• [Your task] Every line in the data below has to be repeated exactly; no picture belongs in the result.

• [Dataset extract]
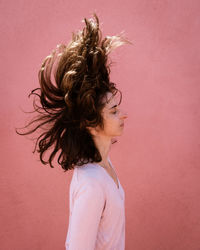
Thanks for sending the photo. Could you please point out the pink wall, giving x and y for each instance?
(157, 158)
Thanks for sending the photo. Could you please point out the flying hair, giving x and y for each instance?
(72, 101)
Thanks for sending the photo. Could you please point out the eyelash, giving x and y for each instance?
(114, 112)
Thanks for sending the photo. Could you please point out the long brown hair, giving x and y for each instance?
(73, 101)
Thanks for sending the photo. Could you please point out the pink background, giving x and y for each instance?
(158, 156)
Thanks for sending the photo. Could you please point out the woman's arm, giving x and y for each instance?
(88, 205)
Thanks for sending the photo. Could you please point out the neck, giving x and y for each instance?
(103, 144)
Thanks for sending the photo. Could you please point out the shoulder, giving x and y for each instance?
(89, 173)
(88, 183)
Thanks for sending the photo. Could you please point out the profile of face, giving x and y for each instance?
(113, 117)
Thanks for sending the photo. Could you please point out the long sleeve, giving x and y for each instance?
(88, 203)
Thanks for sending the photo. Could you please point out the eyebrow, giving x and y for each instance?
(113, 106)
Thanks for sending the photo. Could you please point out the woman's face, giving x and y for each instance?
(113, 117)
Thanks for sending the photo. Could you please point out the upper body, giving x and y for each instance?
(97, 213)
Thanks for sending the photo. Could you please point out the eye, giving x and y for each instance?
(114, 112)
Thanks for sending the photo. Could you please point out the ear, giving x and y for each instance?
(93, 131)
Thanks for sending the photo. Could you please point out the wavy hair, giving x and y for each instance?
(73, 101)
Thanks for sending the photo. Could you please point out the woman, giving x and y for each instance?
(80, 113)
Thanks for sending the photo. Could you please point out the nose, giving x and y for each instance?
(124, 114)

• [Answer area]
Thanks for sending the photo. Could you please point out the pink wall, giving x and y for each instance?
(157, 158)
Thanks for sending the photo. Could you please point out the flying hair, giving x and y for each instance?
(72, 101)
Thanks for sending the photo. Could you please point out the eyelash, giving x and y for each instance?
(114, 112)
Thanks for sending the photo. Could you please point out the long brown hair, giving x and y for each instance?
(73, 101)
Thanks for sending the photo. Could you please point out the pink background, giving x and y for each instance?
(158, 156)
Thanks for sending the photo. Could you please point out the woman's arm, giving x and y for each instance?
(88, 205)
Thanks for sending the photo. Could you please point out the neck, giving x and y for each instance?
(103, 144)
Thanks for sending the photo. Could you please point out the shoulder, giving x and y for each instance?
(89, 173)
(88, 183)
Thanks for sending the photo. Could you please point out the profile of face, giving x and y for each instance?
(113, 117)
Thanks for sending the photo. Could you please point out the long sleeve, giving x and y for each instance?
(88, 203)
Thanks for sending the photo. Could you please point out the eyebrow, giving x and y for each instance?
(113, 106)
Thanks for sending the photo. Could you please point out the woman's face, giving x and y for each instance?
(113, 117)
Thanks for sending the photo. Could you please point out the upper body, giving x and y for each instance?
(97, 213)
Thanks for sending the photo. Could you please point out the eye, giving x and y for each instance?
(114, 112)
Thanks for sending the photo. Could you please point out the ear, giving x and y for each instance?
(93, 131)
Thanks for sending the photo. Could you please point out the wavy hair, giving x and y for each instance?
(73, 101)
Thanks for sending the photo. Could you please point out the woman, giving x and y for each instance?
(80, 113)
Thanks for sending the photo. Could you please point out the nose, giving x and y for each instance?
(124, 114)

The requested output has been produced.